§ RECORD SET
-*-

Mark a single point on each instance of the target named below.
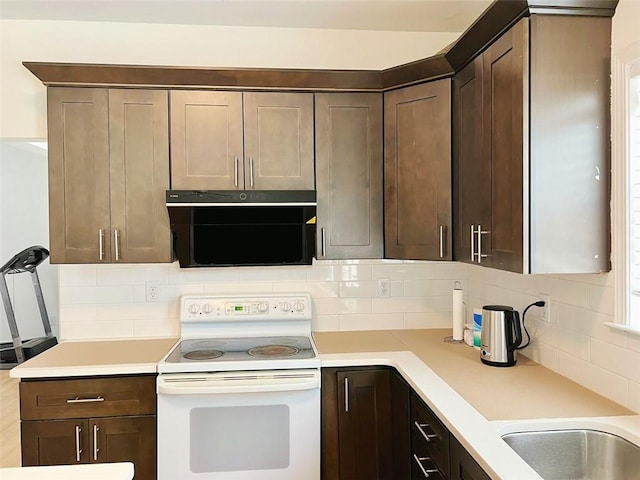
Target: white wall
(109, 301)
(24, 222)
(22, 96)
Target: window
(634, 195)
(626, 187)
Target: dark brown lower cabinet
(463, 466)
(364, 418)
(94, 440)
(376, 427)
(429, 442)
(90, 420)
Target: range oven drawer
(270, 433)
(87, 397)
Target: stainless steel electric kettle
(500, 335)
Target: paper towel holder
(457, 287)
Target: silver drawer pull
(96, 429)
(427, 436)
(85, 400)
(78, 449)
(425, 471)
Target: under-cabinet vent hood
(242, 228)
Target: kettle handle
(514, 317)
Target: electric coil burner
(243, 333)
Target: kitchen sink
(577, 454)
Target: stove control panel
(267, 307)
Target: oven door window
(228, 439)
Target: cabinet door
(54, 442)
(139, 157)
(417, 172)
(349, 175)
(125, 439)
(78, 137)
(505, 81)
(278, 140)
(469, 178)
(206, 140)
(463, 465)
(364, 419)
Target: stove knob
(263, 307)
(207, 308)
(193, 308)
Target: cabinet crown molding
(495, 20)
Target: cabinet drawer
(422, 464)
(87, 397)
(430, 435)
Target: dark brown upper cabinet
(417, 171)
(349, 175)
(108, 172)
(234, 140)
(531, 153)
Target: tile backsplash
(109, 301)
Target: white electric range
(239, 394)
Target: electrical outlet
(383, 287)
(152, 291)
(545, 312)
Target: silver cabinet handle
(95, 442)
(427, 436)
(473, 240)
(425, 471)
(235, 171)
(116, 238)
(346, 394)
(101, 244)
(479, 233)
(85, 400)
(78, 449)
(324, 242)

-*-

§ REQUIRED WORK
Render every line of the items above as a numbered list, skipping blank lines and leaving out the pictures.

§ FINAL ANSWER
1. Mark a single point on each instance of the target named below.
2. Target: white wall
3. (109, 301)
4. (24, 222)
5. (22, 96)
6. Target: window
7. (634, 195)
8. (626, 187)
9. Target: dark brown lower cabinet
10. (463, 466)
11. (364, 418)
12. (94, 440)
13. (376, 427)
14. (429, 442)
15. (90, 420)
16. Target: range oven drawer
17. (270, 433)
18. (87, 397)
19. Target: stainless steel electric kettle
20. (500, 335)
21. Target: paper towel holder
22. (457, 287)
23. Target: silver drawer pull
24. (96, 429)
25. (427, 436)
26. (85, 400)
27. (78, 449)
28. (425, 471)
29. Target: under-cabinet vent hood
30. (242, 228)
31. Target: kettle handle
32. (514, 317)
33. Target: electric coil burner
34. (243, 333)
35. Target: kitchen sink
36. (577, 454)
37. Target: stove control panel
38. (267, 307)
39. Target: oven door window
40. (228, 439)
41. Target: cabinet door
42. (54, 442)
43. (139, 157)
44. (417, 172)
45. (349, 175)
46. (125, 439)
47. (78, 137)
48. (505, 81)
49. (278, 140)
50. (469, 178)
51. (206, 140)
52. (463, 465)
53. (364, 419)
54. Target: stove knob
55. (263, 307)
56. (207, 308)
57. (193, 308)
58. Target: cabinet crown molding
59. (495, 20)
60. Target: cabinet drawer
61. (422, 464)
62. (87, 397)
63. (430, 435)
64. Target: dark brown upper cabinet
65. (417, 171)
66. (349, 175)
67. (108, 172)
68. (234, 140)
69. (531, 153)
70. Target: tile backsplash
71. (109, 301)
72. Target: white electric range
73. (239, 394)
74. Target: electrical outlet
75. (383, 287)
76. (152, 291)
77. (545, 312)
78. Target: silver cabinet handle
79. (95, 442)
80. (427, 436)
81. (473, 240)
82. (425, 471)
83. (235, 171)
84. (116, 238)
85. (346, 394)
86. (101, 244)
87. (479, 233)
88. (85, 400)
89. (78, 449)
90. (324, 242)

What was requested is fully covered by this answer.